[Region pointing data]
______________________________
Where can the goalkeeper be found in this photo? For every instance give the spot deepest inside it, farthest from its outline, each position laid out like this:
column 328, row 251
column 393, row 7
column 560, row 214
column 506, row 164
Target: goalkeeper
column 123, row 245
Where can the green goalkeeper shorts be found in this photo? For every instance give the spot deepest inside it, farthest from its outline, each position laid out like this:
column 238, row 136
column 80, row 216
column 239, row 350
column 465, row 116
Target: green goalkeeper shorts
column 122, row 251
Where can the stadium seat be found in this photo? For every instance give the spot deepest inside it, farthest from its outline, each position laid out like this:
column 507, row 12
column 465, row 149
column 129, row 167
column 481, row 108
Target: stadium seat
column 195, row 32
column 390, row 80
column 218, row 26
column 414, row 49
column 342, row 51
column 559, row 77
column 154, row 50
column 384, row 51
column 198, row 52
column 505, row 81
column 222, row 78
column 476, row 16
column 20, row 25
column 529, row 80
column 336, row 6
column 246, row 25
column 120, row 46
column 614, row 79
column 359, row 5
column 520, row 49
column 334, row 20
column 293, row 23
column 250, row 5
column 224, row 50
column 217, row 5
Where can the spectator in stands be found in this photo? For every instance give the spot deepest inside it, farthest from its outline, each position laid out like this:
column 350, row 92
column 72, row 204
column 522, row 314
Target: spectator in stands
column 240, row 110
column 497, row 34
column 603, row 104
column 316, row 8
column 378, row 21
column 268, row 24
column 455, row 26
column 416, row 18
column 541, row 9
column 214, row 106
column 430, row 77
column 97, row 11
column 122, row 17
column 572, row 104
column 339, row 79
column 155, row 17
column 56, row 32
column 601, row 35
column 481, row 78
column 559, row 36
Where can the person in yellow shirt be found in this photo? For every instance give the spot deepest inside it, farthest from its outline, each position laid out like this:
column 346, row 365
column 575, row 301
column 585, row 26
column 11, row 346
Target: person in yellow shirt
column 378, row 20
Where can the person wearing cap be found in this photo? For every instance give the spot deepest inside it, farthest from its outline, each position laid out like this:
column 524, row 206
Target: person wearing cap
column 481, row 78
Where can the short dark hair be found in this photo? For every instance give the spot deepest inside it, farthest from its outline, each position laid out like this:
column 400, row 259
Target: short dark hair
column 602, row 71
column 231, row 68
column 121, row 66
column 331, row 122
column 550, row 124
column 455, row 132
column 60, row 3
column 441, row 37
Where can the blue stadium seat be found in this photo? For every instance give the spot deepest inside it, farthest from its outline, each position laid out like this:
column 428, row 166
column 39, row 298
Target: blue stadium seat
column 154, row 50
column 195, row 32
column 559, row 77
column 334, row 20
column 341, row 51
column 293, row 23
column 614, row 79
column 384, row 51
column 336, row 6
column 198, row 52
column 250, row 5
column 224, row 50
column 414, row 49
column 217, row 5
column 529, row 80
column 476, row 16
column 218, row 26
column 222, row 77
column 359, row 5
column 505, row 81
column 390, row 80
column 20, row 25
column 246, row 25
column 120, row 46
______________________________
Task statement:
All the data must be duplicated exactly, with nothing added or removed.

Answer to this task:
Where can the goalkeeper be found in this photo? For every instance give the spot deepest inside it, farthest from its outline, each position laid out like this:
column 328, row 251
column 393, row 7
column 560, row 214
column 506, row 164
Target: goalkeeper
column 123, row 245
Where can the green goalkeeper shorts be found in this photo? For every instance give the spot deepest inside it, farthest from its outline, each position laid out like this:
column 238, row 136
column 80, row 216
column 239, row 350
column 465, row 116
Target: green goalkeeper shorts
column 122, row 251
Where can the stadium seat be found in this photo? For every instance give the spot deepest inside it, farthest from its outline, each position laid out like this:
column 507, row 12
column 465, row 149
column 129, row 167
column 481, row 108
Target: stadium seat
column 195, row 32
column 390, row 80
column 218, row 26
column 414, row 49
column 342, row 51
column 559, row 77
column 154, row 50
column 384, row 51
column 198, row 52
column 505, row 81
column 222, row 78
column 476, row 16
column 20, row 25
column 529, row 80
column 336, row 6
column 246, row 25
column 120, row 46
column 614, row 79
column 359, row 5
column 520, row 49
column 334, row 20
column 293, row 23
column 250, row 5
column 224, row 50
column 217, row 5
Where can the spectator in stands be found in this photo? For every instance give the spot deepest inside it, farthest from its outline, each position laid out like this:
column 350, row 92
column 72, row 204
column 522, row 314
Target: spectator in stands
column 240, row 110
column 497, row 34
column 603, row 104
column 316, row 8
column 378, row 21
column 268, row 24
column 455, row 26
column 416, row 18
column 541, row 9
column 214, row 106
column 430, row 77
column 97, row 11
column 122, row 17
column 572, row 104
column 339, row 79
column 155, row 17
column 56, row 32
column 601, row 35
column 481, row 78
column 559, row 36
Where can the person in yellow shirt be found in this photo? For every instance give the spot deepest inside it, farthest from its outline, each position laid out like this:
column 346, row 365
column 575, row 301
column 585, row 26
column 11, row 346
Target: person in yellow shirt
column 378, row 20
Where can the person wearing cap be found in this photo? For every instance give the spot deepest inside it, farthest from its outline, each position laid out like this:
column 524, row 206
Target: person wearing cap
column 481, row 78
Where can the short dark hair be found in this photo? For every instance give the spot deepest inside it, farthest from its outline, each position laid out like this:
column 400, row 259
Target: short dark hair
column 602, row 71
column 231, row 68
column 121, row 66
column 331, row 122
column 550, row 124
column 455, row 132
column 60, row 3
column 441, row 37
Where can the blue stadium seat be found in this photo? For every instance give the spot deepest inside it, farthest from its outline, each position laid out like this:
column 428, row 166
column 39, row 298
Target: blue stadium seat
column 154, row 50
column 195, row 32
column 559, row 77
column 334, row 20
column 341, row 51
column 293, row 23
column 614, row 79
column 384, row 51
column 336, row 6
column 198, row 52
column 250, row 5
column 224, row 50
column 414, row 49
column 217, row 5
column 529, row 80
column 476, row 16
column 218, row 26
column 222, row 77
column 359, row 5
column 505, row 81
column 390, row 80
column 20, row 25
column 246, row 25
column 120, row 46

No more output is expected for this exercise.